■ **To be done**
Copy out the blog post about Nairobi drivers in full, word for word.

■ **Excerpt to read**

◇ ◇ ◇

Tuesday, September 15, 2015

Bonkers Nairobi Drivers



What Do They Teach In Driving School?


 I am tempted to refer to Kenyan drivers as queer but I won’t. It is not right to bundle people into such an undesirable generalisation. Sadly it is partly true that Kenya has odd drivers. The legitimacy in such an assertion is even clearer when you live in the Kenyan capital, Nairobi.  In Nairobi you would be lucky to travel in a Matatu and have subtle thoughts to yourself. Matatus are chaotic to say the least. I am going to ignore the little hell that is characteristic of the interior happenings in a Matatu and focus on the bigger hell – the way they are driven. We have obnoxious drivers all over the place. I refer to them as obnoxious because, firstly, they have very remote shreds of politeness in them and, secondly, because they seem rather incapable of adherence to obvious traffic instructions.


It is hard to narrate a Matatu escapade without being mordant or spotting a little combination of cynicism, bluntness, and sarcasm. So all the ‘Concodis’ out there kindly pardon me. It is a little bit after 9.00pm. I am in the CBD. It is not usually busy at this time in town but today is different; it is raining. Rain spells havoc in this town. It tags along gushes of madness from god-knows-where and intoxicates all of us. I am saying all of us because people change when rain hits them in this big city. The chaps at the office get the sudden urge to go home. The chaps at the bus-stage start freaking out about not getting a Matatu home. But the biggest madness is neigh – the Matatu guys get sudden blood-rush and want to make uncountable trips to-and-fro town. The concoction that comes out afterwards is why I am writing this article. It is the reason I can confidently point out that some of our drivers are completely bonkers.

◇ ◇ ◇

Rows from a point labeling set:
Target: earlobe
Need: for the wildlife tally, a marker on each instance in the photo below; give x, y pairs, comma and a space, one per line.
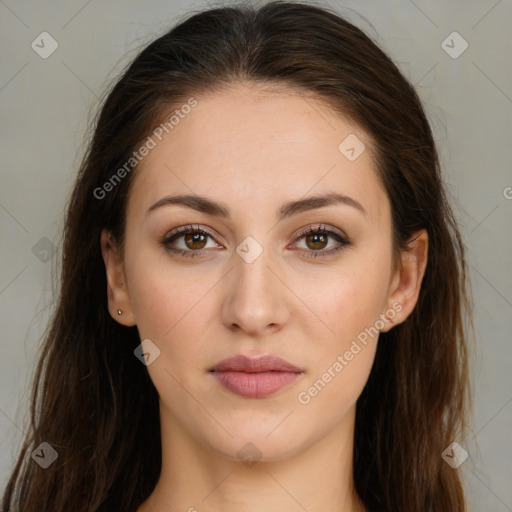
406, 282
117, 293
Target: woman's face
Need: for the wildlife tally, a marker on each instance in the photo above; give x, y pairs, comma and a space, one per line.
255, 284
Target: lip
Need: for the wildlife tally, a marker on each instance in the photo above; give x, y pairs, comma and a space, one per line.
255, 377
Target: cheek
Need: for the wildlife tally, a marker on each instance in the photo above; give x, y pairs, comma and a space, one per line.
170, 306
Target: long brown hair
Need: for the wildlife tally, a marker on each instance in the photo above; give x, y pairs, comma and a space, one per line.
93, 401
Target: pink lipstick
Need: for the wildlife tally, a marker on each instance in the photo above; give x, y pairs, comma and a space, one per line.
255, 377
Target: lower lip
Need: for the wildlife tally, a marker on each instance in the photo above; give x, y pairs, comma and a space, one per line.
255, 385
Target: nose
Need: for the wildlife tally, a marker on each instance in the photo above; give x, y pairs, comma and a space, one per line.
256, 295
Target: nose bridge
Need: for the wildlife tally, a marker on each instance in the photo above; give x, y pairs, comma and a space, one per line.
255, 297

◇ ◇ ◇

■ **Task response**
Tuesday, September 15, 2015

Bonkers Nairobi Drivers



What Do They Teach In Driving School?


 I am tempted to refer to Kenyan drivers as queer but I won’t. It is not right to bundle people into such an undesirable generalisation. Sadly it is partly true that Kenya has odd drivers. The legitimacy in such an assertion is even clearer when you live in the Kenyan capital, Nairobi.  In Nairobi you would be lucky to travel in a Matatu and have subtle thoughts to yourself. Matatus are chaotic to say the least. I am going to ignore the little hell that is characteristic of the interior happenings in a Matatu and focus on the bigger hell – the way they are driven. We have obnoxious drivers all over the place. I refer to them as obnoxious because, firstly, they have very remote shreds of politeness in them and, secondly, because they seem rather incapable of adherence to obvious traffic instructions.


It is hard to narrate a Matatu escapade without being mordant or spotting a little combination of cynicism, bluntness, and sarcasm. So all the ‘Concodis’ out there kindly pardon me. It is a little bit after 9.00pm. I am in the CBD. It is not usually busy at this time in town but today is different; it is raining. Rain spells havoc in this town. It tags along gushes of madness from god-knows-where and intoxicates all of us. I am saying all of us because people change when rain hits them in this big city. The chaps at the office get the sudden urge to go home. The chaps at the bus-stage start freaking out about not getting a Matatu home. But the biggest madness is neigh – the Matatu guys get sudden blood-rush and want to make uncountable trips to-and-fro town. The concoction that comes out afterwards is why I am writing this article. It is the reason I can confidently point out that some of our drivers are completely bonkers.